Selected passage
----------
Yeah, but it's already opened by another application I am using (liveice).
> > he offending opens are in linux_sb_get_version() and
> > linux_sb_enable_speaker()
> > in src/arch/linux/dosext/sound/linux_sound.c.
> Note that linux_sb_get_version() closes
> /dev/dsp right after opening, so only
> the linux_sb_enable_speaker() really
> keeps it opened, so there must be no
> multiple openings in O_RDWR mode (at
> least not intended to be).
No, the problem isn't multiple openings by dosemu itself, it's that if something
is already recording on the system, dosemu sound _playback_ won't even work
since the device open will fail.
> > 5) I'm working on VCPI and "unreal-mode" support. Someday, it will
> > happen. :)
> Optimist:)
Yea, we'll see.
Thanks!
--
Ryan Underwood, <nemesis at icequake.net>, icq=10317253
^ permalink raw reply [flat|nested] 9+ messages in thread
* Re: various dosemu comments and hacks (sound, delays)
@ 2003-02-24 17:48 Stas Sergeev
2003-02-24 18:41 ` Ryan Underwood
0 siblings, 1 reply; 9+ messages in thread
From: Stas Sergeev @ 2003-02-24 17:48 UTC (permalink / raw)
----------
What this exercise asks
1. Summarize the dosemu thread in two sentences.
2. Answer these questions about the dosemu thread:
(a) In which source file are the offending opens located?
(b) Which application already has the device open?
(c) What two kinds of support is the writer of point 5 working on?
3. Carry the dosemu thread forward from its final line.

Recorded information
----------
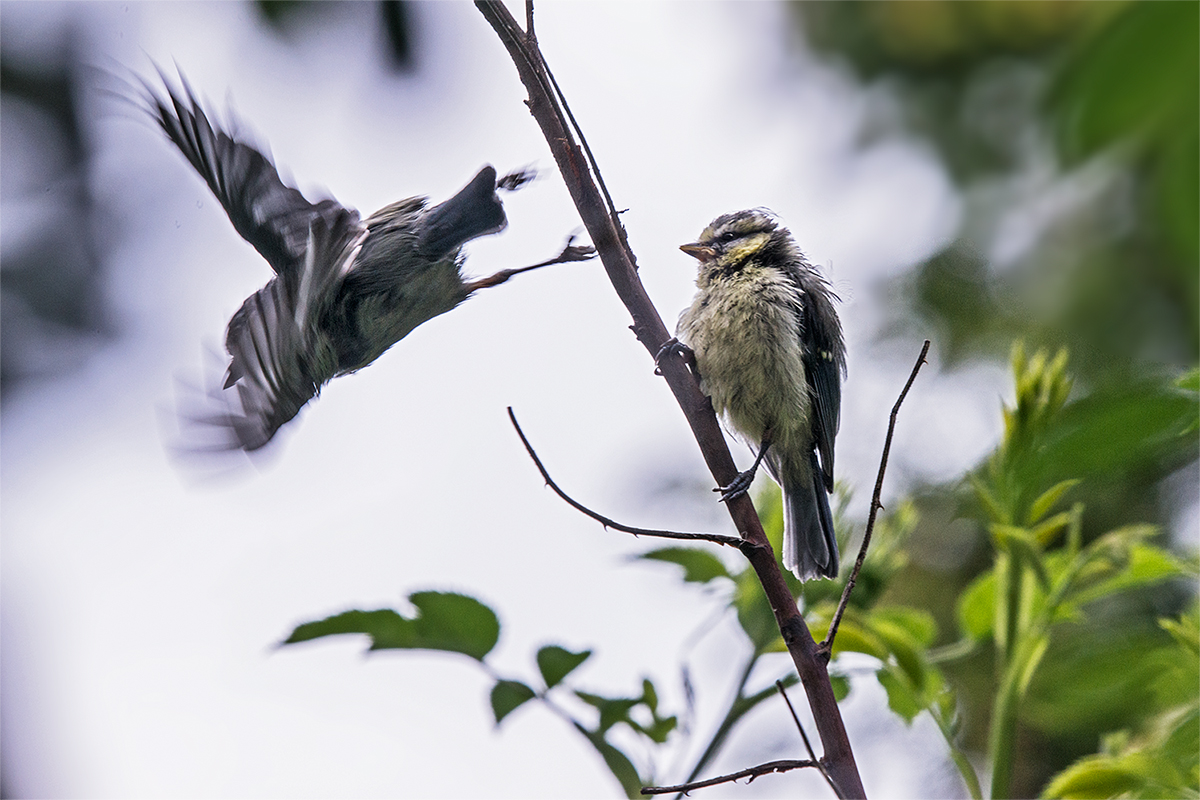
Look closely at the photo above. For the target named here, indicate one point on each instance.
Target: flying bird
----------
Exercise results
1. A quoted reply notes that linux_sb_get_version() closes /dev/dsp right after opening it, so only linux_sb_enable_speaker() keeps the device open and no multiple openings in O_RDWR mode are intended. The response says the problem is not multiple openings by dosemu itself: if something is already recording on the system, dosemu sound playback won't work because the device open will fail.

2.
(a) src/arch/linux/dosext/sound/linux_sound.c
(b) liveice
(c) VCPI and "unreal-mode" support

3.
To: linux-msdos
Hello.
Ryan Underwood wrote:
> be used as a smooth speed throttle. :) If you can come up with a
> better delay, be my guest.
Well, I've no idea about a
precision you need, but if
the precision of usleep()
and friends is not OK for you,
then the general thing to try
is to do a delays not on every
access, but, say, at each third
access etc. Dosemu already does
the like tricks for hogthreshold
so in general this is feasible.
>> What adlib engine are you using? The
>> one currently inside dosemu is not
>> intended to work at all.
> The patch that is provided on your homepage.
Ah, OK. Yes, it has problems, lots
of problems.
> It creates some noise that
> sounds vaguely like the intended output,
That varies from program to program.
For example in Wolf3D the sound it
produces is rather OK but in Dune it
is pretty bad.
The one disadvantage is that I have
to drop the already filled buffers
if the tone gen is suddenly reprogrammed,
which produces a distortion. There
might be other issues as well.
> but it causes an extreme slowdown
> in execution speed since the emulation code is implemented as extra
> procedure inserted within the main program,
Yes, this adlib engine is permanently
broken in a polling mode. The problem
is that we never know when some tone
gen will be reprogrammed so we don't
know how many data we can generate per
a polling cycle.
> the current patch seems to do with respect to the emulated opl), the program
> running on real hardware simply writes data to the I/O ports and continues
> execution while allowing the synth to process the data as a separate
> entity.
> Does that make sense?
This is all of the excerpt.